| RECORDS FOR THE EXERCISE |
───
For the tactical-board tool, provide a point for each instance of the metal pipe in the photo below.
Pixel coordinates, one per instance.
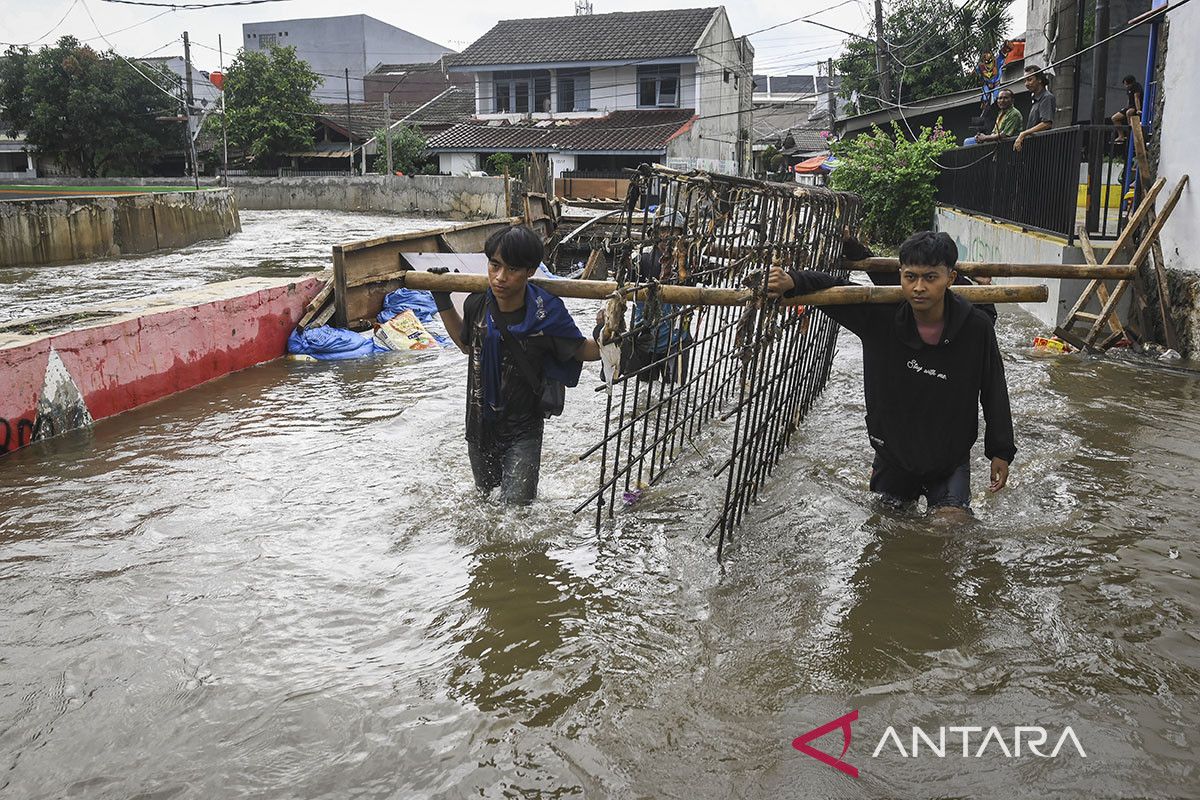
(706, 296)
───
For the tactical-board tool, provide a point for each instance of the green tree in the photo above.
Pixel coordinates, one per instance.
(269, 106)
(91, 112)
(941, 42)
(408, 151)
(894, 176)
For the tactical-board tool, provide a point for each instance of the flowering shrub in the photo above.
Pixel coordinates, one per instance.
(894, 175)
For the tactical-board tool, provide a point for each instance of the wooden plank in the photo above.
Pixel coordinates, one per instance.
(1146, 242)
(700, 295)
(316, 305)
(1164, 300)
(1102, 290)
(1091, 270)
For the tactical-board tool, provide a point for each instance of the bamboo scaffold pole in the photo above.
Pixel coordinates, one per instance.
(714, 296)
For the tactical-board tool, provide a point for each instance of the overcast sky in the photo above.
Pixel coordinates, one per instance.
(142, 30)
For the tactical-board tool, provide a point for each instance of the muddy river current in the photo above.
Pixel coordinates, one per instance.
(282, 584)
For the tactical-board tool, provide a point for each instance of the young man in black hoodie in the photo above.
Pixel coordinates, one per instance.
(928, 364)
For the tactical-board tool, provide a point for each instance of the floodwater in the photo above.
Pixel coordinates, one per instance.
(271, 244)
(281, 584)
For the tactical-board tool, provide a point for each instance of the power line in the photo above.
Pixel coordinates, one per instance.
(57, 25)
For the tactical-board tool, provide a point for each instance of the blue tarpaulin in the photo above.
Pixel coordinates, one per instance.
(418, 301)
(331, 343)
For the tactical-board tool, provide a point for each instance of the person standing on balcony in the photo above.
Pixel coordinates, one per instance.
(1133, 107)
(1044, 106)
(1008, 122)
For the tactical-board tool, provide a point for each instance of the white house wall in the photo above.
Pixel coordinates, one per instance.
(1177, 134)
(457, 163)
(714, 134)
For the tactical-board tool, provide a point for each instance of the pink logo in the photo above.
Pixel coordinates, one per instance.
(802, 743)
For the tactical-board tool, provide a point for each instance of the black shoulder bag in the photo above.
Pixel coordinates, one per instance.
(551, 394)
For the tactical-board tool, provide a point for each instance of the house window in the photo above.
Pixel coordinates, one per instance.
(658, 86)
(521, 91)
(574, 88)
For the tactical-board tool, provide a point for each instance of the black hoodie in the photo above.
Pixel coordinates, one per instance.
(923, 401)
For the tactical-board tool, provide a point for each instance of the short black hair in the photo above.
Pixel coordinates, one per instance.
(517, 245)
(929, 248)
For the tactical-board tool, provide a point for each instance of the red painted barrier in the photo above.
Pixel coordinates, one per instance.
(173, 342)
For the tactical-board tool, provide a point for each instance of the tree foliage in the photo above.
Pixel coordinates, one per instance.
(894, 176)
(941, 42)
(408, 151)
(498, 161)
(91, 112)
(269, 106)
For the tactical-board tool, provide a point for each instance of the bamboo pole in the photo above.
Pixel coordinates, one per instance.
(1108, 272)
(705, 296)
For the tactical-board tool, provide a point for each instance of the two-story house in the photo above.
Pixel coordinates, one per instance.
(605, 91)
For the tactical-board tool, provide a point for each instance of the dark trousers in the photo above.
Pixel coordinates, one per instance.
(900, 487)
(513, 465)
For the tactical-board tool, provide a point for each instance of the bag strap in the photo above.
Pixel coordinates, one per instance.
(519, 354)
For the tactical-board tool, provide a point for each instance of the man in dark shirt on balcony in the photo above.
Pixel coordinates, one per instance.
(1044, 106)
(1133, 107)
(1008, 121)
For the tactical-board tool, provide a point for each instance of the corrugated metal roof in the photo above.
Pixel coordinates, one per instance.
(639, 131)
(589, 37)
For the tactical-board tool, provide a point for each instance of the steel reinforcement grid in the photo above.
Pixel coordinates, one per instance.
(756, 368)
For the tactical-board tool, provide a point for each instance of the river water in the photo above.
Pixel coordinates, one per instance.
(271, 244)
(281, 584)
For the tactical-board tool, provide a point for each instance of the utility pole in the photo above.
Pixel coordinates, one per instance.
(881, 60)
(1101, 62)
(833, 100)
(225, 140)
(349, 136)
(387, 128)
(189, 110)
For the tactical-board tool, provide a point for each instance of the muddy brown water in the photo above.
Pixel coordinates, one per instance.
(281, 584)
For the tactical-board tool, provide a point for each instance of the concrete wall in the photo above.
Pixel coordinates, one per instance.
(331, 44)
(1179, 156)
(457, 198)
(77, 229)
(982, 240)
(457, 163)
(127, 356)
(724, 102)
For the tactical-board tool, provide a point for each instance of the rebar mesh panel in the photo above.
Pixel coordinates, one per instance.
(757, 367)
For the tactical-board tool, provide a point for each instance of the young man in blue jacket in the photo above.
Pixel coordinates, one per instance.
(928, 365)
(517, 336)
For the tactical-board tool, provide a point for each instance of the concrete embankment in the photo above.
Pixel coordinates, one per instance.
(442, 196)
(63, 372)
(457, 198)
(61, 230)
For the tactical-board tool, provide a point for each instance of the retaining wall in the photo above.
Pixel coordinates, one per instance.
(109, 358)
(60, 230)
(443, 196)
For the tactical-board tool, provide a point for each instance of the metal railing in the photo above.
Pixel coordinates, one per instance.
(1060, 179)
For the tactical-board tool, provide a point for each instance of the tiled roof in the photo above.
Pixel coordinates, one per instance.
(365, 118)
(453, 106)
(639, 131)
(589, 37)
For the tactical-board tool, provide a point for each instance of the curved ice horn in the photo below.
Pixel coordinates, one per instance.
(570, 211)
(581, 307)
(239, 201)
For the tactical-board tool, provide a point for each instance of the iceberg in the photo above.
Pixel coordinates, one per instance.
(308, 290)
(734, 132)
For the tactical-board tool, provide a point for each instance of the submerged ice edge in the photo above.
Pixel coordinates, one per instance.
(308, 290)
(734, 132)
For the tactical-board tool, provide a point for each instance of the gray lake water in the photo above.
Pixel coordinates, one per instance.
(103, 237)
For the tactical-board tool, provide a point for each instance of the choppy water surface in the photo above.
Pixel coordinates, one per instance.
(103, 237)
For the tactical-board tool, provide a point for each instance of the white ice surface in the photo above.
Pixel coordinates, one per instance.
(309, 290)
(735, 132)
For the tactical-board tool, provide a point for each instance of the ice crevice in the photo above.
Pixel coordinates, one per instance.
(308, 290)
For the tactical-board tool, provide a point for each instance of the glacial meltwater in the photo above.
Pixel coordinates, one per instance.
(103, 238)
───
| AIM OF THE EXERCISE |
Please find every line in the items above that contains the word "concrete", and copy each of those lines in full.

| WRITTEN SOLUTION |
For the tactical-board tool, provide a point for each instance of the concrete wall in the photo above.
For the tactical-board tool, provide a point for each instance of the concrete embankment in the photo above.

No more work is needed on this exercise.